→ **RECORDS TO USE**

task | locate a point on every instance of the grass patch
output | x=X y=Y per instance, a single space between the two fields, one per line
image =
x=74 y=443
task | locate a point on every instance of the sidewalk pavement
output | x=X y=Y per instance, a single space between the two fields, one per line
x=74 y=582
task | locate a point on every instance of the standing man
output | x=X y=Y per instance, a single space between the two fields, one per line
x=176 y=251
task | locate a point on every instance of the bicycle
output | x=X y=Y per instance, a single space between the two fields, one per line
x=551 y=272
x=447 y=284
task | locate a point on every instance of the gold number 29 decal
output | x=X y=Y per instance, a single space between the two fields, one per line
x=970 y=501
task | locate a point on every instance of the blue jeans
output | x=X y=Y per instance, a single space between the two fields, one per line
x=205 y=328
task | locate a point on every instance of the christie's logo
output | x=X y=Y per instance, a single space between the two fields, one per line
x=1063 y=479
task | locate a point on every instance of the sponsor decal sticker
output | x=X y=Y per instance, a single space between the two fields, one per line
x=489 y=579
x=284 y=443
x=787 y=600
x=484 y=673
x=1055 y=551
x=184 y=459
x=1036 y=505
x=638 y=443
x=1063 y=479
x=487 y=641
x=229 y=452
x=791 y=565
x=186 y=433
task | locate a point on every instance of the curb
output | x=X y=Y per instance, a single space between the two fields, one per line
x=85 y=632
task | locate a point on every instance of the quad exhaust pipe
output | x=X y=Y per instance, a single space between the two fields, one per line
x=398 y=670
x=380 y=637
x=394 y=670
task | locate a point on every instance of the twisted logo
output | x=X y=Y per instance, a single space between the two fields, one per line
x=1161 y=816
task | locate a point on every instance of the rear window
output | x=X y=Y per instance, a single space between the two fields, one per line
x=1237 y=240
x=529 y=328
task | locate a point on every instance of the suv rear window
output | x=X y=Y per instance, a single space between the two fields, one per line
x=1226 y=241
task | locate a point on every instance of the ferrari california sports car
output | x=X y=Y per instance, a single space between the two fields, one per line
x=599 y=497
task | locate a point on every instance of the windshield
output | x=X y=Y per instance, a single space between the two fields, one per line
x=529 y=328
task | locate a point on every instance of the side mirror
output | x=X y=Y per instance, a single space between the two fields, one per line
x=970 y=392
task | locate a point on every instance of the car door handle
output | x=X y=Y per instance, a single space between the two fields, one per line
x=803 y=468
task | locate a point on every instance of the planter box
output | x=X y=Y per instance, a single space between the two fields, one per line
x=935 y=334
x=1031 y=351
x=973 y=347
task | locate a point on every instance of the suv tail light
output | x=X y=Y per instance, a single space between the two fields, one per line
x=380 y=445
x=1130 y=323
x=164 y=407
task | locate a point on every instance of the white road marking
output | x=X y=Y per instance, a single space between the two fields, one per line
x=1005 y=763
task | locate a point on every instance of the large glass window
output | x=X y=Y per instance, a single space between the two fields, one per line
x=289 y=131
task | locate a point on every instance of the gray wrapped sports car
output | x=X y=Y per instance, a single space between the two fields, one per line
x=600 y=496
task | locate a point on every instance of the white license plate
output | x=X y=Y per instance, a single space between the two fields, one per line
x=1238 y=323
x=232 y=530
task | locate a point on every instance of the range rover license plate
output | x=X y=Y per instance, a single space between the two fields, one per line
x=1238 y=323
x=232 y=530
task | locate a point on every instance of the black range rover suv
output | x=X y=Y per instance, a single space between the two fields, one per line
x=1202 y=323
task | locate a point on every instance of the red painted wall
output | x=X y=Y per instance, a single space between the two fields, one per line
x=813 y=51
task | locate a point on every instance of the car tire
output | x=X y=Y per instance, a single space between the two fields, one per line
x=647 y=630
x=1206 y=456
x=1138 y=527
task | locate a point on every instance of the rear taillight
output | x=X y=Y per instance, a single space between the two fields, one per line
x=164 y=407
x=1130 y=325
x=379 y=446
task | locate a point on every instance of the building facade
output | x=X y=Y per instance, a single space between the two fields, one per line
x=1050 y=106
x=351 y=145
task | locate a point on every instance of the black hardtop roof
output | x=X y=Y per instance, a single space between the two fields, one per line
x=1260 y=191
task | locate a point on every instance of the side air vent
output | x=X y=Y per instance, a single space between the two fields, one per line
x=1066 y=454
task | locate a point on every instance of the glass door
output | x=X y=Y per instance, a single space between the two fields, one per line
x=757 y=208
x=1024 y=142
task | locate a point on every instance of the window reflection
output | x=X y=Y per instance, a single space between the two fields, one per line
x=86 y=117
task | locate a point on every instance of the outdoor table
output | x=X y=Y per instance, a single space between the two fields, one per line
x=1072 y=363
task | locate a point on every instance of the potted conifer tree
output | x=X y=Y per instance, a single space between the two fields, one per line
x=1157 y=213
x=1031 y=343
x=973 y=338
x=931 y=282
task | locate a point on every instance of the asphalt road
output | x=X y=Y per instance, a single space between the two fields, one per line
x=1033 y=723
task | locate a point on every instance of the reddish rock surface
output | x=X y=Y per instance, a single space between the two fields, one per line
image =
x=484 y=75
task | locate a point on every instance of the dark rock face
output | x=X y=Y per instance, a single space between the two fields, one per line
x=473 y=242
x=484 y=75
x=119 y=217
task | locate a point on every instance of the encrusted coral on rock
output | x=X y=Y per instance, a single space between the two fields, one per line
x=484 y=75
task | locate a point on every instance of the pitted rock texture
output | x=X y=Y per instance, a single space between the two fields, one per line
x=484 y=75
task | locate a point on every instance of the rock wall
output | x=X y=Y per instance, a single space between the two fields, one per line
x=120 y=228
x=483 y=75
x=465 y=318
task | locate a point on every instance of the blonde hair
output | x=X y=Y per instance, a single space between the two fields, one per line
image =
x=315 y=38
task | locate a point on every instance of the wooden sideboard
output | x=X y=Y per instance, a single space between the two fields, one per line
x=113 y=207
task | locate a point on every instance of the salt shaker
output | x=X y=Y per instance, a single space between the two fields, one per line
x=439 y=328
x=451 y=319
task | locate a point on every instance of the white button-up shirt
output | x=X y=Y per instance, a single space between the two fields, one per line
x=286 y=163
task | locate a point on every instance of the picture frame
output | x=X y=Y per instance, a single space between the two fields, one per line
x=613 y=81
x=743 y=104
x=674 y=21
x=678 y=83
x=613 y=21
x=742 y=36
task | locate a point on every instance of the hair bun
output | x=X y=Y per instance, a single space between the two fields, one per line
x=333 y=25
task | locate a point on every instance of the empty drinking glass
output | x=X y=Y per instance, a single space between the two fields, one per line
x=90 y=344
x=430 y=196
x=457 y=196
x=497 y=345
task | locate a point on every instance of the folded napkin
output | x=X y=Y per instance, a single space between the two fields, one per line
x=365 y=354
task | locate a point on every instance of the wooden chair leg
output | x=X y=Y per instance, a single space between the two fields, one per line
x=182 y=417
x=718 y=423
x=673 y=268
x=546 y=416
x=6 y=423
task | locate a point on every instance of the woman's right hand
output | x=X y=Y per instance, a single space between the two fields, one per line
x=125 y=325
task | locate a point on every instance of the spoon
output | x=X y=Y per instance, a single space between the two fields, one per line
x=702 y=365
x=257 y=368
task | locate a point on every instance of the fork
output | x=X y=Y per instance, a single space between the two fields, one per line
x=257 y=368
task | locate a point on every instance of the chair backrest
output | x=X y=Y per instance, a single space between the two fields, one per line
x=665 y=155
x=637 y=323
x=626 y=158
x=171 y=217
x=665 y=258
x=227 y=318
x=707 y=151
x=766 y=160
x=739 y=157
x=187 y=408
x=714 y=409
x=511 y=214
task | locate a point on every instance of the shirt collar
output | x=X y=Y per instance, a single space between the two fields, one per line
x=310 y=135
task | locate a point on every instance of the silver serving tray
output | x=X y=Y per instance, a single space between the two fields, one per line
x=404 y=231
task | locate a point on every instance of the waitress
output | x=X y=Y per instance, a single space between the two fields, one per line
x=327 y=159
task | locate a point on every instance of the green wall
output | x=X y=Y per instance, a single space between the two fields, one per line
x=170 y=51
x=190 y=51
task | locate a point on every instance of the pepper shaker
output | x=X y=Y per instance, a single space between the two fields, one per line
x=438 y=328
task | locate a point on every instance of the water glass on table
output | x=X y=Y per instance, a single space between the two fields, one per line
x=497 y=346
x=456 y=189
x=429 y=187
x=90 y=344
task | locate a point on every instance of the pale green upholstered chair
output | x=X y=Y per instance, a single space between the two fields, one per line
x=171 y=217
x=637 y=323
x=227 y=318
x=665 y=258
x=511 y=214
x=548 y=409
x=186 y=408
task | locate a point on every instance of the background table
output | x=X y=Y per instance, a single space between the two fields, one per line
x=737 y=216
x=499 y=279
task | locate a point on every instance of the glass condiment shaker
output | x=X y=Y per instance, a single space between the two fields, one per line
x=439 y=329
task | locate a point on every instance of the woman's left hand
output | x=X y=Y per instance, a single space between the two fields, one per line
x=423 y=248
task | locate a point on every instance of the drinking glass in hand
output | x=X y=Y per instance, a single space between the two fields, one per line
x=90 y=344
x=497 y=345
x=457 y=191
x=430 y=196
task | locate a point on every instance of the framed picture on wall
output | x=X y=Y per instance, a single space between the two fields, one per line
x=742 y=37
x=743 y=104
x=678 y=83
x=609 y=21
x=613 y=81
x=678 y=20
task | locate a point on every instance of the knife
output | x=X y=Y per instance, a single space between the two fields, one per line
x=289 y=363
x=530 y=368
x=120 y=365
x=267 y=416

→ **EXERCISE INSTRUCTIONS**
Copy the data from the line containing "task | locate a point on every instance of the salt" up to and including the line containing "x=286 y=163".

→ **EXERCISE RESULT**
task | locate a point on every instance of the salt shaker
output | x=X y=Y per instance, a single space between the two fields, one per line
x=439 y=328
x=451 y=319
task | locate a point on every instance of the white button-up shirt
output | x=X y=Y per instance, a single space between the two fields, one per line
x=286 y=163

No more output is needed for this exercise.